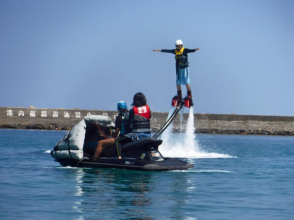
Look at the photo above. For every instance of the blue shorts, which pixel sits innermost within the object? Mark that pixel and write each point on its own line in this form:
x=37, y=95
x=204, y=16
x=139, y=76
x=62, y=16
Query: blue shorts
x=183, y=76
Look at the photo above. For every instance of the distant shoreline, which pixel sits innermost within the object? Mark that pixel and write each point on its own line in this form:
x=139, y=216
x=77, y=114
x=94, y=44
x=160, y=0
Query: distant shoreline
x=65, y=119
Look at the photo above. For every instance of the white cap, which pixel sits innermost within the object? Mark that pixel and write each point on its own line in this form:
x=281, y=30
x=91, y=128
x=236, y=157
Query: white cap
x=179, y=42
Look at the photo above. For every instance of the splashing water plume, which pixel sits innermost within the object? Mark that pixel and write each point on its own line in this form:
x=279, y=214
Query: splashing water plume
x=174, y=146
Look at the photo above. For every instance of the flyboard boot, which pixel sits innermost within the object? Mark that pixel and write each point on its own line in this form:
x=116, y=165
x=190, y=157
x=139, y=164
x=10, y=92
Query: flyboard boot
x=177, y=100
x=188, y=100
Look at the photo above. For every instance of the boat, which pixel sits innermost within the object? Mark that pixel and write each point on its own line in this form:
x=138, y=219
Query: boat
x=77, y=148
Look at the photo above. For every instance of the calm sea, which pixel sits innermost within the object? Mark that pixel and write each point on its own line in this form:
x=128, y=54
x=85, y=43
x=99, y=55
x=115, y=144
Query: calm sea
x=235, y=177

== == ==

■ **Assignment**: Where a record above contains a picture, leave the picture out and transcribe everything else exactly.

■ **Output of the task**:
Look at the photo above. For every instance of the blue shorts, which pixel sits innermost within the object? Mark that pixel and write each point on its own line in this form:
x=37, y=95
x=204, y=16
x=139, y=76
x=62, y=16
Query: blue shorts
x=183, y=76
Look at the photo above. For every instance of the distant shoreline, which pixel sits innermost within the object? Mark that pixel and write each point on its own line in this form:
x=139, y=216
x=77, y=114
x=94, y=44
x=160, y=0
Query: distant shoreline
x=65, y=119
Look at the photo above. For every instance of the white cap, which pixel sits innermost within the object? Mark that pixel and write each point on its own line in this form:
x=281, y=30
x=91, y=128
x=236, y=157
Query: white cap
x=179, y=42
Look at the photo above. For every instance of the splashing water plume, which pixel sits innermost within the object? Mark that pixel and write each point on its own line in this form:
x=279, y=214
Query: splashing water plume
x=174, y=146
Look at the photo above. For every instance of the flyboard boot, which pixel sits innermost within the object? Mark that pixel and write each point on its own line in this form:
x=116, y=165
x=190, y=157
x=139, y=164
x=10, y=92
Query: flyboard boot
x=177, y=100
x=188, y=100
Look at the photo above. For every instance of the boat, which pixel sits innermost within the object? Mark that pixel and write each point on its own line in this form:
x=138, y=219
Query: boat
x=77, y=148
Look at the photo above. For every instance of the calm sea, which pixel sits innermost within the object? Mark that pixel and write each point on its own line in this form:
x=128, y=54
x=85, y=43
x=99, y=55
x=115, y=144
Query: calm sea
x=235, y=177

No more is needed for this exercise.